----- Excerpt to read -----

Born: 30 May 1918, Ireland
Died: 20 January 2017
Country most active: Ireland
Also known as: Elinor Vere O’Brien
This biography is republished from The Dictionary of Irish Biography and was written by Niav Gallagher. Shared by permission in line with Creative Commons ‘Attribution’ (CC BY) licencing.
Wiltshire, Elinor Vere (née O’Brien) (1918–2017), photographer and botanist, was born Elinor Vere O’Brien in Dublin on 30 May 1918, the eldest child and only daughter of Hugh Murrough Vere O’Brien, an engineer, and his wife Margaret Ernestine O’Brien (née O’Brien). She had two brothers, Murrough and Turlough. Wiltshire’s family connections were numerous and illustrious: her maternal great-grandfather was the politician William Smith O’Brien, who was descended from the eleventh-century high-king Brian Bórama, and her great-grand-aunts were the Anglican saint Harriet Monsell and the social reformer and writer Charlotte Grace O’Brien. Her maternal grandfather was the lawyer and writer Edward O’Brien. Her mother Margaret was half-sibling to the artist Dermod O’Brien, and full sibling to the sailor and author (Edward) Conor O’Brien, the first Irish person to sail around the world in his own yacht. Wiltshire also had significant family connections through her father: her paternal grandmother was the diarist, philanthropist and craftswoman Florence O’Brien, who revived the Limerick lace industry.

-----

» Problem requirements: Transcribe the biography of Elinor Wiltshire from "Born: 30 May" to "(CC BY) licencing." without altering any wording.

----- Material provided -----

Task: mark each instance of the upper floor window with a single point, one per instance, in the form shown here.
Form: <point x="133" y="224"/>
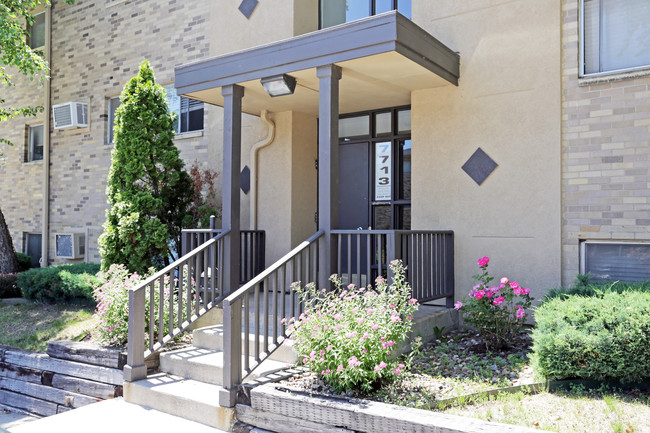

-----

» Completed task:
Born: 30 May 1918, Ireland
Died: 20 January 2017
Country most active: Ireland
Also known as: Elinor Vere O’Brien
This biography is republished from The Dictionary of Irish Biography and was written by Niav Gallagher. Shared by permission in line with Creative Commons ‘Attribution’ (CC BY) licencing.